**RECORD EXCERPTS**
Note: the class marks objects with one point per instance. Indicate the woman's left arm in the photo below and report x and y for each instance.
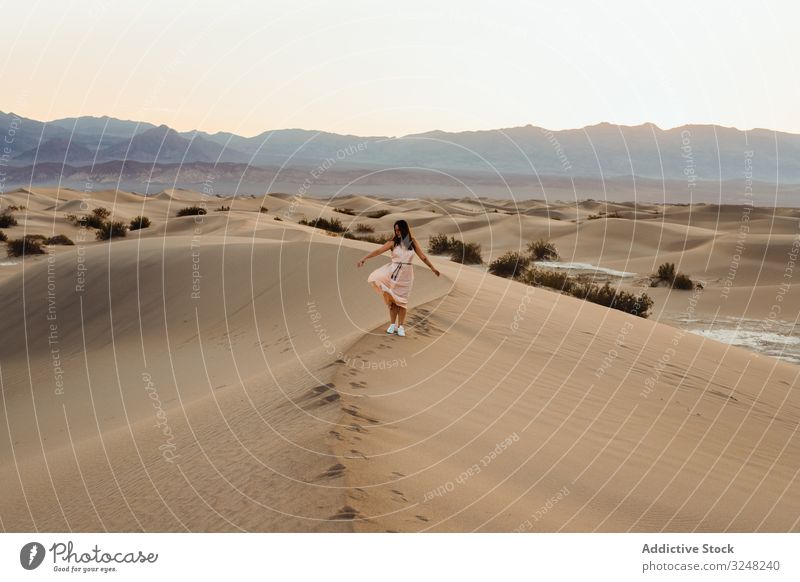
(423, 257)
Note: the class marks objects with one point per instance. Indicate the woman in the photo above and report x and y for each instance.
(393, 280)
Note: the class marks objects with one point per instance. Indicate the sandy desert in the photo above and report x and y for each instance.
(231, 371)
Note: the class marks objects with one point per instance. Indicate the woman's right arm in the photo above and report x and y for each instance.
(376, 252)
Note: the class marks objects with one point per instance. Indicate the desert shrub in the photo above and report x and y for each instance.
(441, 244)
(638, 305)
(19, 247)
(681, 281)
(666, 272)
(466, 253)
(510, 265)
(7, 220)
(90, 221)
(111, 230)
(59, 239)
(332, 225)
(542, 250)
(192, 211)
(139, 222)
(547, 278)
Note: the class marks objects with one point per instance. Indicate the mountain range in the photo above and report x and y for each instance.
(107, 148)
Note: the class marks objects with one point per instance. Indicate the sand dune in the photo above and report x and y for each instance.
(231, 372)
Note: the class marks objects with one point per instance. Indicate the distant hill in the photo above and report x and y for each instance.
(683, 156)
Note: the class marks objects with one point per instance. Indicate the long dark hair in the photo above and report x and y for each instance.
(405, 233)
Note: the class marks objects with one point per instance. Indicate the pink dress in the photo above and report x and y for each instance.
(396, 277)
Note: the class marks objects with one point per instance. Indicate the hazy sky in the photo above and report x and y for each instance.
(393, 68)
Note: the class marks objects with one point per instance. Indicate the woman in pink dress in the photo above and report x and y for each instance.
(393, 280)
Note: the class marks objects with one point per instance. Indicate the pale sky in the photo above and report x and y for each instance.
(394, 68)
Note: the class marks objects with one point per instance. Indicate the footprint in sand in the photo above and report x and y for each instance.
(352, 410)
(333, 471)
(346, 512)
(357, 494)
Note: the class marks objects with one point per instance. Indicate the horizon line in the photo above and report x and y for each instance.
(500, 129)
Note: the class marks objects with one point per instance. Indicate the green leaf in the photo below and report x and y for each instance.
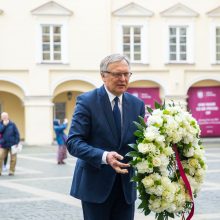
(138, 133)
(160, 216)
(133, 146)
(150, 110)
(142, 122)
(157, 105)
(171, 215)
(132, 154)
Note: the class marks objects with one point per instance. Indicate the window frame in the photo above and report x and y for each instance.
(189, 41)
(63, 43)
(144, 39)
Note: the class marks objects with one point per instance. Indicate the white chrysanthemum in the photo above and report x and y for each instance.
(155, 120)
(189, 152)
(156, 162)
(146, 148)
(147, 181)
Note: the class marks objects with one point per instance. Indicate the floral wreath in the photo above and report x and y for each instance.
(169, 161)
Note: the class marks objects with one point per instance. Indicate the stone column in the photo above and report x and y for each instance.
(38, 120)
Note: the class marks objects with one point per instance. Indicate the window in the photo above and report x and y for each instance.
(51, 43)
(217, 44)
(132, 42)
(1, 108)
(60, 110)
(178, 44)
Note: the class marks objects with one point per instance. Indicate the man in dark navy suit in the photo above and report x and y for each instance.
(102, 127)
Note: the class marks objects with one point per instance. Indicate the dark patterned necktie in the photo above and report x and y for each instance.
(117, 117)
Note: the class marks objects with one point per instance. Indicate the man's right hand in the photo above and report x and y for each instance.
(113, 160)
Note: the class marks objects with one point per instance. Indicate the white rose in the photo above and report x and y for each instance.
(156, 162)
(143, 148)
(147, 181)
(143, 167)
(188, 152)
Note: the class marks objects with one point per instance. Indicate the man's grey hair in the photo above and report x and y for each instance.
(112, 59)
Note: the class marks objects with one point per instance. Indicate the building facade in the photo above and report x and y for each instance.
(50, 53)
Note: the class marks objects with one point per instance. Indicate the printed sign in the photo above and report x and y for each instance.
(204, 104)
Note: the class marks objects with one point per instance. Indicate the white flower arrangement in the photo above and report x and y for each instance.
(169, 131)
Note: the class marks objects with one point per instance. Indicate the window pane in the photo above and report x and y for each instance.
(57, 47)
(172, 56)
(60, 110)
(46, 56)
(137, 48)
(57, 56)
(46, 47)
(46, 38)
(137, 30)
(172, 31)
(128, 55)
(137, 57)
(126, 30)
(56, 30)
(126, 48)
(183, 56)
(57, 38)
(182, 31)
(182, 39)
(126, 39)
(182, 48)
(172, 48)
(137, 39)
(46, 29)
(173, 40)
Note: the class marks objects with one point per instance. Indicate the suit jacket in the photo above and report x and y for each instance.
(92, 132)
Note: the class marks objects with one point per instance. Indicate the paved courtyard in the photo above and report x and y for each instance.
(40, 188)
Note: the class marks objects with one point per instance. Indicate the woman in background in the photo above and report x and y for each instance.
(60, 138)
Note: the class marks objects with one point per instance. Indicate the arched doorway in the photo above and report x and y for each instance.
(11, 101)
(204, 104)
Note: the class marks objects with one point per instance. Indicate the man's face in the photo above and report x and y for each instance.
(116, 82)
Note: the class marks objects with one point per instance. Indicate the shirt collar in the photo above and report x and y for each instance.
(112, 96)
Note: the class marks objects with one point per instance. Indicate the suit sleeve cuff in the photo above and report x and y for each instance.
(104, 157)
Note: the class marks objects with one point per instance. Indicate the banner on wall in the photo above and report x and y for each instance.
(204, 104)
(148, 95)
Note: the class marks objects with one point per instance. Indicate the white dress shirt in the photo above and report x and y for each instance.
(111, 99)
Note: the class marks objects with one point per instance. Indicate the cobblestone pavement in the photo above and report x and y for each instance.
(40, 188)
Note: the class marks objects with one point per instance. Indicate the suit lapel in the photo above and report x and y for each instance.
(107, 109)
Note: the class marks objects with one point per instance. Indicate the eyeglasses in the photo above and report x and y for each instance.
(119, 75)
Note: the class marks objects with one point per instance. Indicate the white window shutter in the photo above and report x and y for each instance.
(119, 41)
(166, 45)
(190, 44)
(64, 43)
(144, 45)
(38, 44)
(213, 44)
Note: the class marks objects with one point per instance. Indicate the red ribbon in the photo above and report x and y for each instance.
(185, 180)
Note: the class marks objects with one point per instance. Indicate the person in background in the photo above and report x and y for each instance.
(102, 129)
(60, 138)
(10, 137)
(4, 166)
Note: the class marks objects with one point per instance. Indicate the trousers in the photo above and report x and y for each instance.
(13, 159)
(114, 208)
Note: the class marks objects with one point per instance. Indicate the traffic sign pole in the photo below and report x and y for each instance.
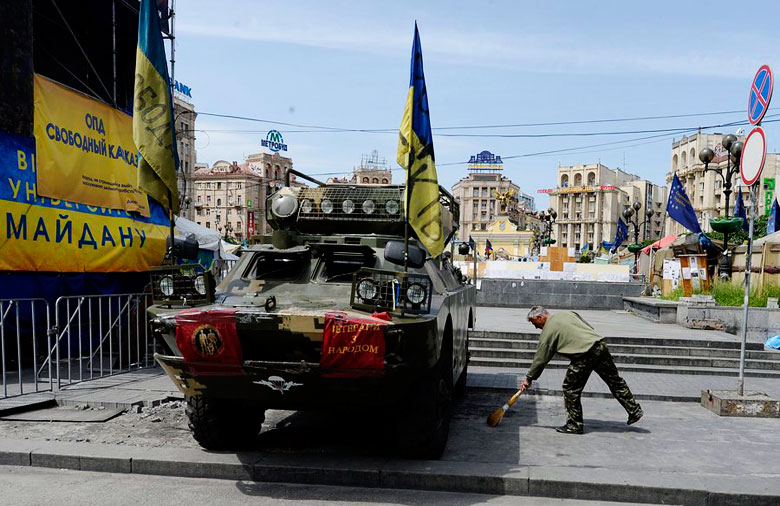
(748, 257)
(751, 165)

**INSTRUCTION**
Take the records above and transcribe them exactly, dropping every picture.

**THE SOLUTION**
Note: the class marks objects with one point per instance. Indicate the woman's left arm in the photo below and report x and y for each instance.
(423, 257)
Note: the class marks objects with one point per instance. Indicate the woman in the photo above and report x and y for each instance.
(393, 280)
Note: the class marks objects with one point per instance. Indicate the sandy desert in the photo above and report x and y for each instance.
(231, 371)
Note: the class marks objects with one point per instance. Indicate the woman's right arm in the photo above and report x and y for each instance.
(376, 252)
Note: the class marks objects with one point per instance. Indicate the desert shrub in the photo above and report x and y for each instance.
(441, 244)
(638, 305)
(19, 247)
(681, 281)
(666, 272)
(466, 253)
(510, 265)
(7, 220)
(90, 221)
(111, 230)
(59, 239)
(332, 225)
(542, 250)
(192, 211)
(139, 222)
(547, 278)
Note: the class marks objects with one point per instance. Indicate the mountain range in the photo above and report x and y for each instance.
(107, 148)
Note: the class marks objects with one point per instance. Indicate the sand dune in the photo above and report x and y for each instance.
(231, 372)
Note: the class marks objects with one point per instance. Indicate the distant hill in the photo above and report x and y for each instance.
(683, 156)
Note: the class marks objects with one point per instance. Indicate the long dark hair in the photo above and report x and y for each instance.
(405, 233)
Note: the class marks objects with one point per instance. Indicate the pink dress in the photo above and report x and y for each instance.
(396, 277)
Note: the class marks objects with one point per instance. Indicate the hazy sky in the photo above and report x and y for each instance.
(393, 68)
Note: the class marks objects with one point per instance. Indicate the woman in pink dress in the photo above and report x and y for each instance.
(393, 280)
Note: the class marks objects with one point per instance. Indicate the pale sky in the photo above and report x and y for each instance.
(394, 68)
Note: the class marks objects with one point per instance. Indicate the footprint in sand in the photo above and report x and y for each instance.
(352, 410)
(333, 471)
(346, 512)
(357, 494)
Note: the class marks objects with one point per instance. Indicate the horizon line in the photo above and report x and y for each instance.
(500, 129)
Note: the class marks objects with one point per instance. Indicate the green leaf in the photo below and report x and y for each instance.
(138, 133)
(160, 216)
(133, 146)
(150, 110)
(142, 122)
(157, 105)
(171, 215)
(132, 154)
Note: the class marks objects with one point per instance. Indicate the window frame in the photo above and report x and y for each instance.
(189, 41)
(63, 43)
(144, 39)
Note: the class marks objects with one point per instance. Indicate the white chrysanthemum in the photo above and report x and y for each instance.
(155, 120)
(189, 152)
(156, 162)
(146, 148)
(147, 181)
Note: the class marks objects with one point per instance. Indicate the floral wreath in the photo above and report x and y for each instance.
(169, 161)
Note: the class marks objects with one point per instance. Indicate the stone column in the photo above and report x and y for each instance.
(38, 120)
Note: the class marks objects with one point per instance. Indicate the window in the photo above and report x and y for each instance.
(51, 43)
(217, 44)
(132, 42)
(1, 108)
(60, 110)
(178, 44)
Note: the class marks objects with one point per instance. Indicate the man in dark navy suit in the photo above and report x and y for each instance.
(102, 127)
Note: the class marks objects with one point per instance. Indicate the dark patterned necktie in the photo above and report x and y for each instance.
(117, 117)
Note: the class marks objects with one point per instance. Indicate the man's right hand in the photo above and report x and y for each instance.
(113, 160)
Note: the class marks objects with one point per instance. Indicate the white rose in the photo above and report x and y for each instance.
(156, 162)
(143, 148)
(147, 181)
(143, 167)
(188, 152)
Note: the class marks objects with one point per instance. Indicate the man's grey hair in the photo above and report x and y for each instance.
(112, 59)
Note: the class marks objects with one point per instance. Indicate the building facade in the photo above and report x and y for each instance.
(50, 53)
Note: the class marks objects with one point per instance. Indicate the printed sign in the photo above and report x and y for each instance.
(204, 104)
Note: the class marks objects with one point per instance. Indicate the white flower arrangement in the photo above and report x and y for each instance.
(169, 131)
Note: the class marks objects with one point per instance. Indicate the window pane in the photo above and report x and y for each instance.
(57, 47)
(172, 56)
(60, 110)
(46, 56)
(137, 48)
(57, 56)
(46, 47)
(46, 38)
(137, 30)
(172, 31)
(128, 55)
(137, 57)
(126, 30)
(56, 30)
(126, 48)
(183, 56)
(57, 38)
(182, 31)
(182, 39)
(126, 39)
(182, 48)
(172, 48)
(137, 39)
(46, 29)
(173, 40)
Note: the class marks objects with one point per instance. Indicate the suit jacket in the photo above and report x and y for each instance.
(92, 132)
Note: the class marks objects with one point per instance. Indicate the paved courtyard in the photo above and report x and y for each instance.
(40, 188)
Note: the class marks objects with one point per instance. Indicate the woman in background in the photo above and report x and y for each instance.
(60, 138)
Note: the class marks objects with one point per instance. Indicate the arched doorway in the photo above and report x and y for each instance.
(11, 101)
(204, 104)
Note: the class marks objects with one point per instance. Indicate the man's face in the photo above and report x and y for each instance.
(116, 82)
Note: the class marks objects with one point per instance. Indicate the shirt collar in the photo above and report x and y for each instance.
(112, 96)
Note: the class marks objects with one point per instance. Indicate the suit sleeve cuff in the photo above and report x and y for each instance.
(104, 157)
Note: the class marks objects with one point per instance. Indicate the banner on wall in the photo above and report x and y for each instance.
(204, 104)
(148, 95)
Note: the class marks objects with one point per instance. Indicate the white dress shirt in the photo above and report x and y for each instance.
(111, 99)
Note: the class marks objects with one point per instance. Indicate the cobblestone pavement in the photo above and report x and y for each instance.
(40, 188)
Note: the class marks objects with one point per instance. Indicate the suit lapel in the photo above and report x and y for each instance.
(107, 109)
Note: the class marks objects with one point per instance. Indicate the eyeglasses in the photo above and report x and y for each instance.
(119, 75)
Note: the class marks objects with one point per instance. Indicate the white window shutter in the photo above and report x and y for each instance.
(119, 41)
(166, 45)
(190, 44)
(64, 43)
(144, 45)
(38, 44)
(213, 44)
Note: the class marks objects with one point per instance. Indicate the red ribbon in the photo above and report x and y for each instance.
(185, 180)
Note: the class marks objects with one point per instance. Indicate the person in background in the photo above and report x and y for each instance.
(102, 129)
(60, 138)
(10, 137)
(4, 166)
Note: the class marks objects with one point per instance. Indicate the trousers in the photo above and report x and y for each instance.
(13, 159)
(114, 208)
Note: the class marks objects with one point per instance. Indicate the traffic sign pole in the photo below and report x and y for each instance.
(748, 257)
(751, 165)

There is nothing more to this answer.